▸ Reading text
========================================

It would help to provide alternatives. We could use some government-subsidized programs devoted to something other than mindless, transitory entertainment. We could tax television sets, as in Great Britain, or subsidize public broadcasting through taxes, as in Canada, or - in a more American mode - charge fees to networks, which now avail themselves of the public airwaves, buy and sell licenses, and amass immense profits, all without charge.
Gerbner rebutts:
"The case of Japan" argument surprises me from Professor Gitlin. It is the knee-jerk retort of apologists, of whom Mr. Gitlin is certainly not one. The argument assumes that media violence is the only, or major and always decisive, influence on human social behavior - extensio ad absurdum. Media violence (or any other single factor) is one of many factors interacting with other influences in any culture that contribute to real-world violence.
I completely agree that the main problem behind violence is virtual commercial monopoly over the public's airways. No other democracy delivers its cultural environment to a marketing operation.
But apologists might also argue that the free-market environment delivers programming tailored to its audience. However, our studies show that violence actually depresses ratings. Instead of popularity, the mechanisms of global marketing drive televised violence. Producers for global markets look for a dramatic formula that needs no translation, speaks "action" in any language, fits every culture. That formula is violence.
The V-chip is not the solution. That technology merely protects the industry from the parents, rather than the other way around. It only facilitates business as usual. Programming needs to be diversified, not just "rated." A better government regulation is antitrust, which could create a level playing field, admitting new entries and a greater diversity of ownership, employment, and representation. That would reduce violence to its legitimate role and frequency.
Gitlin explains:
By citing the case of Japan, I mean simply to restore some balance to a discussion that, like so many other American debates, gets pinned to single-cause theories and sound-bite nostrums. TV versions of violence are egregious, coarsening, and produce a social fear and anesthesia which damage our capacity to face reality, but I think many liberals have gone overboard in thinking that if they clean up television, they have accomplished a great deal to rub out violence in the real world. To make television more discriminating, intelligent, and various would be an achievement worthy in its own right, but let's not kid ourselves: The deepest sources of murderous American violence are stupefying inequality, terrible poverty, a nihilistic drug-saturated culture, and an easy recourse to guns. TV's contribution is a target of convenience for a political culture that makes it difficult to grow up with a sense of belonging to a decent society.
I'm not against the V-chip as such, since any device that enables parents to redress the imbalance of power they suffer under the invasion of television is all to the good. Given the power of nihilistic corporations over TV programs, any reasonable off-switch is defensible. But again, let's not kid ourselves about just how easy it will be to address the problem of TV violence all by itself. The Hollywood mania for dumb-bunny action is driven - as Professor Gerbner rightly says - by the export imperative. Entertainment is America's second-largest export in dollar value. The industry is not going to go quietly.

========================================

▸ Provided information
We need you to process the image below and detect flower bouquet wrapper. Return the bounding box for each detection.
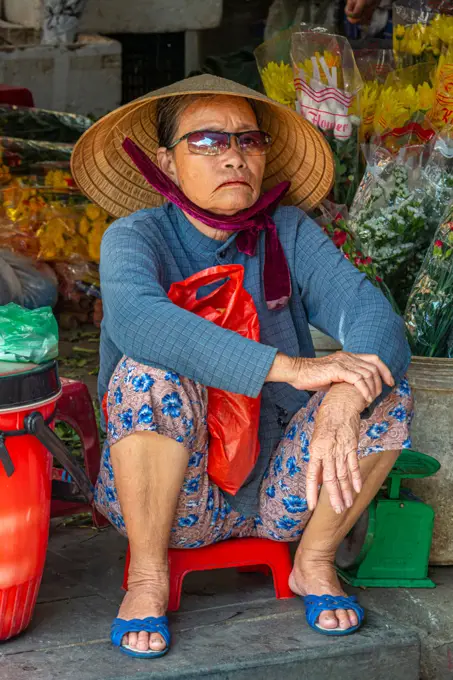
[0,185,112,262]
[429,45,453,130]
[349,125,453,309]
[291,32,363,206]
[254,23,326,109]
[405,203,453,359]
[313,200,400,313]
[393,0,453,67]
[254,28,296,109]
[0,104,93,144]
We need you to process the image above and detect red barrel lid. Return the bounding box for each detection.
[0,361,61,412]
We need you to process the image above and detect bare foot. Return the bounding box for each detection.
[289,559,358,630]
[118,566,169,652]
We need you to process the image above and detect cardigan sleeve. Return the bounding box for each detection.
[100,218,277,397]
[295,216,410,405]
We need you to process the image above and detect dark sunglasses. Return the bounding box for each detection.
[167,130,272,156]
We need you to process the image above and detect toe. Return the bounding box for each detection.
[335,609,351,630]
[123,633,138,649]
[348,609,359,627]
[319,611,338,629]
[149,633,166,652]
[137,630,149,652]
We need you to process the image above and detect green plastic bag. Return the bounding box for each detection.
[0,302,58,364]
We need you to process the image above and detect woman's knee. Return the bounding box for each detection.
[107,357,207,450]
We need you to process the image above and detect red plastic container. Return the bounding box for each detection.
[0,362,61,640]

========================================

▸ Instruction 1
In the debate on television violence, what rank does Gitlin give entertainment among America's exports by dollar value?
▸ Instruction 2
Resume the debate on television violence after its last sentence and carry it forward in the same style.

▸ Result 1
Second-largest.

▸ Result 2
Gerbner speaks:The V-chip is a sideshow and a diversion. I have observed this game since the 1970s. It is called "the carrot and the stick." Legislators posture in public, shaking the stick; and then vote the carrot of multibillion dollar windfalls for the same companies they pretend to threaten. They may even extract some meaningless concessions to calm the waters, take the heat off their media clients - who are among their major bankrollers - and call it a victory.
But the industry knows better. The cover story of the 14 August 1996 issue of the trade journal Broadcasting & Cable is titled "The man who made the V-chip." Pictured on the cover is "the man," liberal House Democrat Edward J. Markey, who should know better. The cover story is titled "Why the Markey Chip Won't Hurt You." In fact, it can only help the industry. It's like the major polluters saying, "We shall continue business as usual, but don't worry, we'll also sell you gas masks to 'protect your children' and have a 'free choice!'"
There is no free market in television. Viewers are sold to the highest bidders at the lowest cost. That drives both violence and drivel on television. The giveaway of the public airways to private exploitation damages our children and swamps any effort toward democracy. Only a broad citizen movement can turn this around.
Gitlin responds:
V-chips or the like are sure to come - they are perfectly tailored to the American can-do attitude that there is a technological fix for every social problem. Though I don't regard them as pernicious - parents deserve all the technohelp they can get - I agree with Dr. Gerbner that the irresponsibility of the broadcasters is the fundamental issue. They are nihilists who spend many millions of dollars to buy a supine government. Pat Robertson's willingness to sell his "Christian" channel to Rupert Murdoch, master exploiter of brainless smirkiness and sexual innuendo, shows what kind of values are in play among the movers and shakers.
The problem of TV goes far beyond violence. The speed-up of imagery undermines the capacity to pay attention. Flashy sensation clogs up the synapses. The cheapening of violence - not so much the number of incidents as their emptiness and lightweight gruesomeness - leads to both paranoia and anesthesia. The coarsening of TV inhibits seriousness. The glut of entertainment cheers consumers on primitive levels. Whiz-bang new technologies like high-definition TV will offer sharper images of banality.
To the idea of a citizen's movement, hooray! At the least, let all who want a more vital America - and more vital arts - support antitrust action against the media oligopoly.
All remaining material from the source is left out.